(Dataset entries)
---+---
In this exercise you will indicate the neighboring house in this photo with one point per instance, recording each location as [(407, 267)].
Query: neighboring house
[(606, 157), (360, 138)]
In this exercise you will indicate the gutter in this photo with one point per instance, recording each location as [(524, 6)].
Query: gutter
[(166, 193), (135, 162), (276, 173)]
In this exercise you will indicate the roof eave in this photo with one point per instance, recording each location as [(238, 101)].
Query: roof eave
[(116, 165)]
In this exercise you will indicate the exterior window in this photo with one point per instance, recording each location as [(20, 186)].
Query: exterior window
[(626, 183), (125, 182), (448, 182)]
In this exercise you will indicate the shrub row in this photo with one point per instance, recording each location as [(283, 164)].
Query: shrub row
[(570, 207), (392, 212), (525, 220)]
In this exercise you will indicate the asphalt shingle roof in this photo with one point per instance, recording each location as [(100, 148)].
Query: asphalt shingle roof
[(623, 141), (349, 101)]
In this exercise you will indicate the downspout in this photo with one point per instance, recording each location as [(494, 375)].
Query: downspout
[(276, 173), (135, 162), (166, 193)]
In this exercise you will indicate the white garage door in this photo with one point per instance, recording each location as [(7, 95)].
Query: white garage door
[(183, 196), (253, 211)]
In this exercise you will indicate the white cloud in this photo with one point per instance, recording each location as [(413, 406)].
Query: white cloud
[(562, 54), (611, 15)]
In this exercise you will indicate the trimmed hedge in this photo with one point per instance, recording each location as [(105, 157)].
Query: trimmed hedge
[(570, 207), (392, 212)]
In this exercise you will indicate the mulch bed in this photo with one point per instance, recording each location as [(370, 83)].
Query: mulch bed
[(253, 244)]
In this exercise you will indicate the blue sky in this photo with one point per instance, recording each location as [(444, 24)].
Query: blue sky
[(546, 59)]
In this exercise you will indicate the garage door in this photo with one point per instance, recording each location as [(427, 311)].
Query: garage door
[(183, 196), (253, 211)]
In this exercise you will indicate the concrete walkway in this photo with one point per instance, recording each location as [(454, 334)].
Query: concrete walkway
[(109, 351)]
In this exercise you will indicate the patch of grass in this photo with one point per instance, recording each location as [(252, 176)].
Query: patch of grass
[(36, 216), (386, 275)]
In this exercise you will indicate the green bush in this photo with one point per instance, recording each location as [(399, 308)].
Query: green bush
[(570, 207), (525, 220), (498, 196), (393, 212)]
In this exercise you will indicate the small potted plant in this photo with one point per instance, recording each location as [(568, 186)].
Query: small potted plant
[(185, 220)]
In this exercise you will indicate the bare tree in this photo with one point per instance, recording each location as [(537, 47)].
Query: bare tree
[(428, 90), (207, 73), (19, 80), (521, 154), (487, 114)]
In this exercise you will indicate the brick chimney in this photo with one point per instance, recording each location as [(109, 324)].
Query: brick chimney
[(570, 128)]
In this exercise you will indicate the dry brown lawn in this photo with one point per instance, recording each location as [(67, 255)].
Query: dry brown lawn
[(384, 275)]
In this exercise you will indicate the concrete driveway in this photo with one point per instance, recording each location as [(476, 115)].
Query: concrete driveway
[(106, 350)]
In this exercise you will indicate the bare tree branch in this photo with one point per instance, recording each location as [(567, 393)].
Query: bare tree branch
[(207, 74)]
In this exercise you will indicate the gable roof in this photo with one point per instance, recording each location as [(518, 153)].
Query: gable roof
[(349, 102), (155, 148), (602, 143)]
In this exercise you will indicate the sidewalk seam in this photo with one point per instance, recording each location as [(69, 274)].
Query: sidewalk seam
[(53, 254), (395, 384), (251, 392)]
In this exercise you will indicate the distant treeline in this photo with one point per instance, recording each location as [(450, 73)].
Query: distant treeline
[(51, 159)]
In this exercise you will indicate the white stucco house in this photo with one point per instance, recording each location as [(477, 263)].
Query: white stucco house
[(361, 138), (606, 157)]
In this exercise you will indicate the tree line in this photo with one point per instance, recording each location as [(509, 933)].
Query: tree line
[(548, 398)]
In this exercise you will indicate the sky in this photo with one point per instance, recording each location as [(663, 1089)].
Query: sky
---+---
*WHAT TO PRODUCE*: The response has to contain every record shown above, unaltered and complete.

*EXPECTED OUTPUT*:
In this exercise you will indicate the neighboring house in this photo with one point per instance, recording each location as [(407, 267)].
Query: neighboring house
[(606, 157), (360, 138)]
In this exercise you will indicate the gutter in this photo with one point per instance, recording each location as [(524, 6)].
Query: gutter
[(166, 193), (135, 162), (276, 173)]
In this exercise you will indicate the roof eave in this photo with one point per instance, recording each location as [(238, 101)].
Query: roof eave
[(116, 165)]
In this exercise you will indicate the exterior window in this photo with one point per instance, recording each location as [(20, 186)].
Query: exterior window
[(626, 183), (125, 182), (448, 182)]
In this exercise you will indicate the shrub row in this photo with one point per instance, recording each location as [(283, 164)].
Query: shrub row
[(570, 207), (392, 212), (525, 220)]
In this exercise you will indicate the asphalt shingle roof in this photo with one point per instance, recording each location as [(100, 148)].
Query: asphalt shingle roof
[(623, 141), (349, 101)]
In this exercise you will indicate the downspout in this photo with one point per instance, recording each location as [(494, 375)].
Query: downspout
[(276, 173), (135, 162), (166, 193)]
In this exercise you will indicate the white garage door in this photo with one point per instance, recording each location as [(7, 95)].
Query: white garage door
[(183, 196), (253, 211)]
In this exercise you will indicate the white cloud in this photo with one point per instance, recording each location as [(413, 406)].
Query: white cloud
[(562, 54), (611, 15)]
In this exercise you will indicate the trimmed hedge in this photo with one point per instance, recording each location as [(105, 157)].
Query: trimmed hedge
[(570, 207), (392, 212)]
In this exercise you will indicate the mulch bed in this photo with one point per instance, recording each location as [(370, 83)].
Query: mulch bed
[(253, 244)]
In this exercise you will indicate the blue sky in this photo with one point per instance, recording each location as [(444, 24)].
Query: blue sky
[(546, 59)]
In this exercise you will indicate the garage door in this photo with one point per instance, recording each location as [(427, 311)].
Query: garage door
[(183, 196), (253, 211)]
In this exercise you will indicate the concrete walkway in this photo with one point per instance, recording each location as [(454, 334)].
Query: concrete walkway
[(109, 351)]
In this exercise you will indicate the patch of grass in this photo with one point per instance, recording each location as [(252, 176)].
Query: patch of grass
[(36, 216), (386, 275)]
In this exercise you will indicate the green bush in this photo with one point per instance, recording each location as [(399, 308)].
Query: green bush
[(570, 207), (525, 220), (498, 196), (393, 212)]
In this exercise you will indicate the small potted plant in this photo with one point per instance, recording each location as [(568, 186)].
Query: small potted plant
[(185, 220)]
In this exercise you will indicate the bare tree in this photo with one point per instance, recording each location as [(537, 47)].
Query: bare tree
[(428, 90), (207, 73), (19, 80), (521, 154), (487, 114)]
In this exercise you will indicate the brick chimney in this photo with one point per instance, recording each location as [(109, 324)].
Query: brick chimney
[(570, 128)]
In this exercise you will indicate the dry brown lawn in this photo with one point per instance, recording each location as [(67, 255)].
Query: dry brown lawn
[(384, 275)]
In this exercise you will indicate the concrete driveway in this photo with one point per instance, recording each location as [(476, 115)].
Query: concrete driveway
[(106, 350)]
In this exercise you will indicate the bare tree branch in this photo with one point per instance, recording each location as [(567, 393)].
Query: bare tree branch
[(207, 74)]
In this exercise you will indicate the gable roof in this photo with one point per instance, recording each location as [(518, 153)].
Query: gable roof
[(349, 102), (155, 148), (602, 143)]
In this exercise you will indicate the sidewalk seam in this photo with one point per instance, recording each location as [(69, 274)].
Query: sidewalk seam
[(53, 254), (395, 384), (251, 392)]
In this exercise you will indicate the distant treeline in this photo with one point per instance, recording each location as [(450, 73)].
Query: distant treeline
[(51, 159)]
In this exercise you will indicate the white stucco house in this photo with one point per instance, recording each location as [(477, 263)].
Query: white stucco house
[(361, 138), (606, 157)]
In this exercise you will indicate the tree line in this photo with one point per instance, recording each location as [(509, 933)].
Query: tree line
[(548, 398)]
In this exercise you will indicate the sky in this photo with one point per instance, recording each location as [(663, 1089)].
Query: sky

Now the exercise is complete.